Entries from a dataset:

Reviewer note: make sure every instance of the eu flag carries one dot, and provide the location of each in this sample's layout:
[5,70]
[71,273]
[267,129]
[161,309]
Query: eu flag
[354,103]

#### CHALLENGE:
Copy out every item above word for word, without changing or omitting anything.

#### SOLVED EXERCISE:
Reviewer note: make sure every instance of the eu flag carries one dot, and provide the location of each in this sample's layout:
[5,70]
[71,273]
[267,129]
[161,309]
Query: eu flag
[354,103]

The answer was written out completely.